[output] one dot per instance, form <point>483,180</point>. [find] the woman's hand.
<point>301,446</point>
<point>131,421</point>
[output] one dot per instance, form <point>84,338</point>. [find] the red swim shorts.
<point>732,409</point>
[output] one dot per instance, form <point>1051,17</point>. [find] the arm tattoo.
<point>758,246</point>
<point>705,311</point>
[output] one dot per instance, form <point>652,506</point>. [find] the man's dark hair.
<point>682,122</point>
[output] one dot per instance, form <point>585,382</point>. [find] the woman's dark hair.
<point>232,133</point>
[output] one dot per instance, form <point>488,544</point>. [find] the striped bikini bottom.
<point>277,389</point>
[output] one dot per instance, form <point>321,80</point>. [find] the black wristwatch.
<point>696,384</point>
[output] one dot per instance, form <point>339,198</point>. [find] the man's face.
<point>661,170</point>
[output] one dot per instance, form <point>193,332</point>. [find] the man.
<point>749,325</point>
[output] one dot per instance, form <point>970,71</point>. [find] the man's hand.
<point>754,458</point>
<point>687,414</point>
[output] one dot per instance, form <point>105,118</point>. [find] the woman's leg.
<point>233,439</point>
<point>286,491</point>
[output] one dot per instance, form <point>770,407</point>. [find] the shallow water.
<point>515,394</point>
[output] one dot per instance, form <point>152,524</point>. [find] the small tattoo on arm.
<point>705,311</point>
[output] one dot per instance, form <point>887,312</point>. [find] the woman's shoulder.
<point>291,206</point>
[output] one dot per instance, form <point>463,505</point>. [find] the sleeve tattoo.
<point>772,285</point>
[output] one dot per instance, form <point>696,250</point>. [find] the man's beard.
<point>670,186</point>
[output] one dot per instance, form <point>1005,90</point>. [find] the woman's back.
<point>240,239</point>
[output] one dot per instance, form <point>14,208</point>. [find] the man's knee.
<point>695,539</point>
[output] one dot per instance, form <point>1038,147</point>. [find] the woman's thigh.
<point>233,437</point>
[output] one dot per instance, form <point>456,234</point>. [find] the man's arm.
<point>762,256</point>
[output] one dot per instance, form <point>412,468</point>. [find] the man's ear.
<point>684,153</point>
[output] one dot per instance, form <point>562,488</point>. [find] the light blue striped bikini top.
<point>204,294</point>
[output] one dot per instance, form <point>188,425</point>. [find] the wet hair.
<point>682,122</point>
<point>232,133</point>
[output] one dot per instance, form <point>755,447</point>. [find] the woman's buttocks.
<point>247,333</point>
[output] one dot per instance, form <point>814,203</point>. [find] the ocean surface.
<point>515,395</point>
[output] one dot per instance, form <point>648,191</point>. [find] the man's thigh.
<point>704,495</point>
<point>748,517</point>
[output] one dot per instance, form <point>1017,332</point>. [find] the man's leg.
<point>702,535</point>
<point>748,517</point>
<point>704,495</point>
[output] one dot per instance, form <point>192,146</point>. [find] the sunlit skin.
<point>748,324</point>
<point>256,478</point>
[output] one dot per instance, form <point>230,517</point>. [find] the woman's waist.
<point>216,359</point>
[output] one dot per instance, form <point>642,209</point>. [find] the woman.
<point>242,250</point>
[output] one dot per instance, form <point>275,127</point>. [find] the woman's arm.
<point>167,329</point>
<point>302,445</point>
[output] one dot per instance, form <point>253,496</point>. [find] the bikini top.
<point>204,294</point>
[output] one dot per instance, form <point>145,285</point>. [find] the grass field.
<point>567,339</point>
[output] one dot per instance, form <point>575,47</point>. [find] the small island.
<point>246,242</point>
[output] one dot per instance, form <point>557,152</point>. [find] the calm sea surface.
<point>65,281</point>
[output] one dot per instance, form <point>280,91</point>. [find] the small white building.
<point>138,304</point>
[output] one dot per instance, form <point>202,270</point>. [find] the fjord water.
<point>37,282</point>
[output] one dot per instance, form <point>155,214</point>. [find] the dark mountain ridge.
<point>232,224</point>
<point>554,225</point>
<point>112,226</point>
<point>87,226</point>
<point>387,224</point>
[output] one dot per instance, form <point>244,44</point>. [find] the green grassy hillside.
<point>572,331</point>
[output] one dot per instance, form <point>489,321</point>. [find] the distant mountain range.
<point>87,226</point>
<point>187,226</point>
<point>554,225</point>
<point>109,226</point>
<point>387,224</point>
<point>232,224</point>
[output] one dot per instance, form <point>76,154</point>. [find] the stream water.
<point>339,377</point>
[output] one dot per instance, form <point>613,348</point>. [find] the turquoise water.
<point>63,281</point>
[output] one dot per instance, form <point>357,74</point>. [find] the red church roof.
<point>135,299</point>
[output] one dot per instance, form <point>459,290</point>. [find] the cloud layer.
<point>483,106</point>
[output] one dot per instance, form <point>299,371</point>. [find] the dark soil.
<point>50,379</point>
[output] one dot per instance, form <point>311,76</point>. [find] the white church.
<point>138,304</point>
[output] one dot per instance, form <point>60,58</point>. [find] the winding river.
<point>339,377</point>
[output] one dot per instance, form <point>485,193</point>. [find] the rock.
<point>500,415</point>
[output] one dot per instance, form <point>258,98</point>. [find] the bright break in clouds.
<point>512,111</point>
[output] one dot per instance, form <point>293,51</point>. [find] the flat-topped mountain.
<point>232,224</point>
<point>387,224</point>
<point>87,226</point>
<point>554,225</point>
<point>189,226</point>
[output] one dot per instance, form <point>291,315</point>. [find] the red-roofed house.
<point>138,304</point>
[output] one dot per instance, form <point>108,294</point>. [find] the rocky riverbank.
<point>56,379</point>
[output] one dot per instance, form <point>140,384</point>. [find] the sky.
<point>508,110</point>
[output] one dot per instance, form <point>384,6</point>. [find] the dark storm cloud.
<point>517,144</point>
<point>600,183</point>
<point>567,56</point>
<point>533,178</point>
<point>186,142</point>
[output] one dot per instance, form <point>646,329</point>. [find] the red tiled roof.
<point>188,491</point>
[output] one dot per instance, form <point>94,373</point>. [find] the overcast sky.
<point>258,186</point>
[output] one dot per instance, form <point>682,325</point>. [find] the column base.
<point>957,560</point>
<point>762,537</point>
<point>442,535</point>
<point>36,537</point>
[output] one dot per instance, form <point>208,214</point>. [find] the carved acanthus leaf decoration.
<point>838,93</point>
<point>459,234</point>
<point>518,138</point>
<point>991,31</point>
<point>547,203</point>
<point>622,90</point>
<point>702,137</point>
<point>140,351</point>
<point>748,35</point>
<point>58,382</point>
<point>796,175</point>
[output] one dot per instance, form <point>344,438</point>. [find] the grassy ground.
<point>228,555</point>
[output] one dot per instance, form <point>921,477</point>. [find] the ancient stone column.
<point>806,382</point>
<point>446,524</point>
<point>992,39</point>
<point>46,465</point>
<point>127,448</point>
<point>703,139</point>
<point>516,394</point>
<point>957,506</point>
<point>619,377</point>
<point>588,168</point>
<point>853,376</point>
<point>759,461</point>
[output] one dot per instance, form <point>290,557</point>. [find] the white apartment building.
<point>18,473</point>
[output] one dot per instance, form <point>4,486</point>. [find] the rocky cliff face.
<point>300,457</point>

_____

▸ Instructions for the task: Transcribe the whole listing with nothing added or left out.

▸ Answer to the problem:
[output] one dot per instance, form <point>483,180</point>. [find] the woman's hand.
<point>301,446</point>
<point>131,421</point>
[output] one dot per instance, form <point>84,338</point>. [find] the red swim shorts.
<point>732,409</point>
[output] one dot per instance, form <point>1051,17</point>. [find] the arm tattoo.
<point>758,246</point>
<point>705,311</point>
[output] one dot per instance, form <point>652,506</point>. [find] the man's dark hair.
<point>682,122</point>
[output] one dot per instance, form <point>585,382</point>. [find] the woman's dark hair.
<point>232,133</point>
[output] one dot per instance, form <point>488,544</point>. [find] the striped bikini bottom.
<point>277,389</point>
[output] one dot per instance, form <point>321,80</point>. [find] the black wristwatch.
<point>696,384</point>
[output] one dot per instance, form <point>339,198</point>. [find] the man's face.
<point>661,170</point>
[output] one dot per instance, form <point>193,332</point>. [find] the man.
<point>749,325</point>
[output] one dot per instance, form <point>970,71</point>. [find] the man's hand.
<point>754,458</point>
<point>687,414</point>
[output] one dot per instance, form <point>105,118</point>. [find] the woman's leg.
<point>233,439</point>
<point>286,491</point>
[output] one dot per instance, form <point>770,407</point>. [find] the shallow water.
<point>515,394</point>
[output] one dot per instance, form <point>152,524</point>. [find] the small tattoo on arm.
<point>705,311</point>
[output] one dot per instance, form <point>887,312</point>. [find] the woman's shoulder.
<point>291,206</point>
[output] one dot per instance, form <point>463,505</point>. [find] the sleeve tattoo.
<point>772,285</point>
[output] one dot per instance, form <point>696,250</point>. [find] the man's beard.
<point>670,186</point>
[output] one dot per instance, form <point>1005,90</point>. [find] the woman's back.
<point>240,239</point>
[output] one dot per instance, form <point>14,208</point>. [find] the man's knee.
<point>695,539</point>
[output] one dot per instance, form <point>1038,147</point>. [find] the woman's thigh.
<point>233,437</point>
[output] one dot per instance, form <point>456,234</point>. [find] the man's arm.
<point>762,256</point>
[output] one dot per instance, form <point>412,468</point>. [find] the man's ear.
<point>684,153</point>
[output] one dot per instance, form <point>562,488</point>. [find] the light blue striped bikini top.
<point>204,294</point>
[output] one dot per instance, form <point>188,425</point>. [find] the wet hair.
<point>682,122</point>
<point>232,133</point>
[output] one dot per instance, form <point>755,447</point>. [find] the woman's buttocks.
<point>247,333</point>
[output] one dot per instance, form <point>814,203</point>. [find] the ocean surface.
<point>515,395</point>
[output] one dot per instance, form <point>648,191</point>. [find] the man's thigh.
<point>704,495</point>
<point>748,517</point>
[output] one dot per instance, form <point>1017,332</point>. [find] the man's leg.
<point>702,535</point>
<point>748,517</point>
<point>704,495</point>
[output] one dot per instance, form <point>192,146</point>. [find] the sunlit skin.
<point>748,324</point>
<point>256,478</point>
[output] one dot per instance, form <point>230,517</point>. [find] the woman's waist.
<point>216,359</point>
[output] one dot per instance, form <point>642,209</point>. [find] the woman.
<point>242,250</point>
[output] one dot per instance, form <point>275,127</point>. [find] the woman's arm.
<point>167,329</point>
<point>302,445</point>
[output] one dot per instance, form <point>253,496</point>. [find] the bikini top.
<point>204,294</point>
[output] one dot per instance, form <point>145,285</point>. [find] the grass field.
<point>567,339</point>
[output] one dot per instance, form <point>575,47</point>. [find] the small island.
<point>246,242</point>
[output] one dot per instance, form <point>557,152</point>. [find] the calm sea surface.
<point>65,281</point>
[output] one dot per instance, form <point>280,91</point>. [find] the small white building.
<point>138,304</point>
[output] one dot per instance, form <point>202,270</point>. [find] the fjord water.
<point>37,282</point>
[output] one dot per instance, form <point>155,214</point>. [find] the dark mountain ridge.
<point>232,224</point>
<point>554,225</point>
<point>112,226</point>
<point>87,226</point>
<point>387,224</point>
[output] one dot per instance, form <point>244,44</point>. [find] the green grassy hillside.
<point>572,331</point>
[output] one dot per instance, form <point>489,321</point>. [find] the distant mountain range.
<point>87,226</point>
<point>187,226</point>
<point>554,225</point>
<point>109,226</point>
<point>387,224</point>
<point>232,224</point>
[output] one dot per instance, form <point>76,154</point>. [find] the stream water.
<point>339,377</point>
[output] one dot per instance, form <point>613,348</point>. [find] the turquoise water.
<point>63,281</point>
[output] one dot per instance, form <point>357,74</point>. [find] the red church roof.
<point>135,299</point>
[output] one dot per instance, form <point>459,290</point>. [find] the cloud layer.
<point>483,106</point>
[output] one dot per instance, form <point>299,371</point>. [find] the dark soil.
<point>50,379</point>
[output] one dot per instance, form <point>311,76</point>. [find] the white church.
<point>138,304</point>
[output] one dot per instance, form <point>60,58</point>. [find] the winding river.
<point>339,377</point>
[output] one dot per instance, form <point>485,193</point>. [find] the rock.
<point>500,415</point>
[output] one dot per instance, form <point>258,98</point>. [find] the bright break in clouds.
<point>512,111</point>
[output] one dot per instance, form <point>293,51</point>. [find] the flat-topped mountain.
<point>232,224</point>
<point>387,224</point>
<point>87,226</point>
<point>554,225</point>
<point>189,226</point>
[output] one dot per instance, form <point>291,315</point>. [find] the red-roofed house.
<point>138,304</point>
[output] one dot per instance, form <point>108,294</point>. [find] the rocky riverbank.
<point>56,379</point>
[output] one dot per instance, form <point>140,384</point>. [find] the sky.
<point>508,110</point>
[output] one dot per instance, form <point>384,6</point>. [find] the dark storm cloud.
<point>517,144</point>
<point>600,183</point>
<point>567,56</point>
<point>533,178</point>
<point>186,142</point>
[output] one dot per instance, form <point>646,329</point>. [find] the red tiled roof.
<point>188,491</point>
[output] one dot per instance, form <point>94,373</point>. [find] the overcast sky.
<point>258,186</point>
[output] one dot per instance, form <point>682,325</point>. [find] the column base.
<point>957,560</point>
<point>762,537</point>
<point>442,535</point>
<point>36,537</point>
[output] one dot per instance, form <point>208,214</point>. [find] the carved acanthus leaf decoration.
<point>838,93</point>
<point>459,234</point>
<point>518,138</point>
<point>991,31</point>
<point>547,203</point>
<point>622,90</point>
<point>702,137</point>
<point>140,351</point>
<point>748,35</point>
<point>58,382</point>
<point>796,175</point>
[output] one dot per instance, form <point>344,438</point>. [find] the grassy ground.
<point>228,555</point>
[output] one dot per instance, form <point>921,477</point>. [find] the ancient stone column.
<point>806,382</point>
<point>446,524</point>
<point>992,39</point>
<point>46,465</point>
<point>127,448</point>
<point>703,139</point>
<point>516,394</point>
<point>957,506</point>
<point>619,377</point>
<point>588,168</point>
<point>853,376</point>
<point>759,461</point>
[output] one dot per instance, form <point>290,557</point>. [find] the white apartment building.
<point>18,473</point>
[output] one dot per instance, form <point>4,486</point>. [find] the rocky cliff face.
<point>300,457</point>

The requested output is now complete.